Repeat all of the data below word for word, but leave out the picture.

** Start DATA **

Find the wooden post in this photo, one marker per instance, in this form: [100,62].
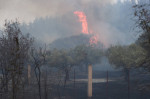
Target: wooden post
[74,77]
[29,74]
[107,86]
[128,84]
[89,81]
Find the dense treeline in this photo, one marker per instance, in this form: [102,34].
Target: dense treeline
[18,55]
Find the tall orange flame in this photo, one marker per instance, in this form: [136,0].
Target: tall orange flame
[83,20]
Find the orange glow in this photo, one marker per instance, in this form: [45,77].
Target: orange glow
[93,40]
[82,19]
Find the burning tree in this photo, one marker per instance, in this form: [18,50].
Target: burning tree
[14,48]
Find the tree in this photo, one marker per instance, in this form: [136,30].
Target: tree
[87,55]
[39,59]
[126,57]
[14,48]
[142,17]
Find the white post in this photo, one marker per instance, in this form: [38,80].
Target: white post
[29,73]
[90,81]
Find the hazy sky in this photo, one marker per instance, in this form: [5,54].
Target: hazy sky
[54,19]
[28,10]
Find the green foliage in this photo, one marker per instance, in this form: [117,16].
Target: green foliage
[126,56]
[79,55]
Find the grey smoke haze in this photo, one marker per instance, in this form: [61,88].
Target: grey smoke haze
[48,20]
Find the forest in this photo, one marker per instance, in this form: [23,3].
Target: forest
[59,71]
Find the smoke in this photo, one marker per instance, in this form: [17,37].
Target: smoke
[48,20]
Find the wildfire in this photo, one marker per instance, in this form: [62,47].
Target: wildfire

** End DATA **

## IN RESPONSE
Find the wooden post in this photo, one marker per instance, in this form: [100,62].
Target: wooden post
[74,77]
[29,74]
[107,86]
[128,84]
[89,81]
Find the dense treeline in this photo, one marker per instance, in this form: [102,34].
Target: dense treeline
[18,55]
Find the tall orange flame in this photo, one marker per instance, in this form: [136,0].
Target: tall orange flame
[83,20]
Find the orange glow in this photo, one marker per instance, in this form: [45,77].
Target: orange glow
[93,40]
[82,19]
Find the burning tree in this photo, one marker per instance, in this form: [18,50].
Target: burning tree
[14,48]
Find the tree in this photo, one marker per instance, in this form: [136,30].
Target: tree
[87,55]
[39,59]
[126,57]
[14,48]
[142,17]
Find the white post in this photo, one marker per instance, in this form: [38,80].
Target: white post
[29,73]
[90,81]
Find the hazy sky in this photo, one marker per instance, in this form: [5,54].
Target: hazy sky
[54,19]
[28,10]
Find the green foliage in this photo, one marker per instance, in this form: [117,16].
Target: green foliage
[126,56]
[79,55]
Find the grey smoke haze in this photo, one marker per instance, in this form: [61,88].
Target: grey smoke haze
[48,20]
Find the forest in this photo, one marker per instance, in this form: [23,3].
Target: forest
[59,71]
Find the smoke in this photo, one marker per instance, in this form: [17,37].
Target: smoke
[48,20]
Find the wildfire in this photo, one marker per instance, in this form: [62,47].
Target: wildfire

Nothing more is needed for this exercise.